Excerpt provided:
The Worcestershire BRC remains a key element in the development of recording in the county but, as with so many projects, progress at times seems painfully slow. However, progress is being made and this is particularly so with getting data from the card files onto computer. Martyn Hodgson, John Partridge and others have put many hours each into data input and there is now an impressive range of records in the database. I am hoping Martyn will be writing a short article to bring you more completely up to date which will give you the current total of records available. I wanted to express thanks on behalf of all of us involved in recording for the hard work which John Meiklejohn, John Partridge, Martyn Hodgson, Patrick Taylor and others have put into maintaining the centre and bringing the computer database to a point where we can really begin to think in terms of using the information for publications. Thanks are also due to the Worcestershire County Council and the Wildlife Trust for funding a much needed upgrade the BRC computer hardware. If the old system had continued in use much longer I think a few nervous breakdowns might have resulted! We now have Recorder 2000 installed and John Partridge in particular is familiarising himself with this new version which hopefully will be a lot more user friendly than the original Recorder.
The other important matter to report is that the Somerset Environmental Records Centre has been appointed to produce a development plan for the centre. This study is being funded by English Nature, Worcestershire County Council and the Worcestershire Wildlife Trust. Many of you will be aware that this is taking place, having been invited to the initial discussion meeting at Bishopís Wood Centre. There has been some slight slippage with the timetable but interviews with people involved in biological recording and with potential users of data are taking place and we will be expecting the final report by the end of the financial year. All being well, I will be able to give a verbal update at the recorderís meeting in March, which I would encourage everyone to attend. These meetings have proved enjoyable and informative in previous years and are establishing themselves as an important event in the naturalists calendar. Because the support for recording in Worcestershire is so good we are also managing to attract speakers of national importance.
I think these two matters cover the main areas of development so may I finish by once more encouraging everybody to send in records. The quality of the database will only be as good as the quality and quantity of data submitted and we really do need a continuous flow of information. All we need is what has been seen, who saw it, when it was seen and where (preferably with a grid reference). We remain desperately short of records, even for common species, across much of the county. Good hunting!

Supplied material:
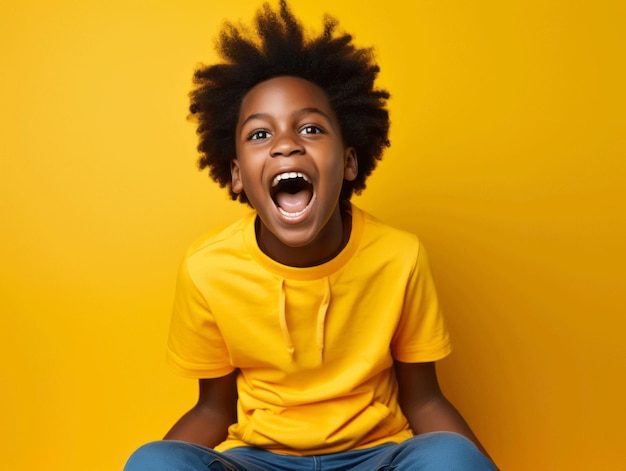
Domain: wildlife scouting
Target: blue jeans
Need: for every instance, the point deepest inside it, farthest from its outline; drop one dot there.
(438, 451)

What the task requires: Copy out, word for word, the whole note above about the Worcestershire records centre.

Exercise response:
The Worcestershire BRC remains a key element in the development of recording in the county but, as with so many projects, progress at times seems painfully slow. However, progress is being made and this is particularly so with getting data from the card files onto computer. Martyn Hodgson, John Partridge and others have put many hours each into data input and there is now an impressive range of records in the database. I am hoping Martyn will be writing a short article to bring you more completely up to date which will give you the current total of records available. I wanted to express thanks on behalf of all of us involved in recording for the hard work which John Meiklejohn, John Partridge, Martyn Hodgson, Patrick Taylor and others have put into maintaining the centre and bringing the computer database to a point where we can really begin to think in terms of using the information for publications. Thanks are also due to the Worcestershire County Council and the Wildlife Trust for funding a much needed upgrade the BRC computer hardware. If the old system had continued in use much longer I think a few nervous breakdowns might have resulted! We now have Recorder 2000 installed and John Partridge in particular is familiarising himself with this new version which hopefully will be a lot more user friendly than the original Recorder.
The other important matter to report is that the Somerset Environmental Records Centre has been appointed to produce a development plan for the centre. This study is being funded by English Nature, Worcestershire County Council and the Worcestershire Wildlife Trust. Many of you will be aware that this is taking place, having been invited to the initial discussion meeting at Bishopís Wood Centre. There has been some slight slippage with the timetable but interviews with people involved in biological recording and with potential users of data are taking place and we will be expecting the final report by the end of the financial year. All being well, I will be able to give a verbal update at the recorderís meeting in March, which I would encourage everyone to attend. These meetings have proved enjoyable and informative in previous years and are establishing themselves as an important event in the naturalists calendar. Because the support for recording in Worcestershire is so good we are also managing to attract speakers of national importance.
I think these two matters cover the main areas of development so may I finish by once more encouraging everybody to send in records. The quality of the database will only be as good as the quality and quantity of data submitted and we really do need a continuous flow of information. All we need is what has been seen, who saw it, when it was seen and where (preferably with a grid reference). We remain desperately short of records, even for common species, across much of the county. Good hunting!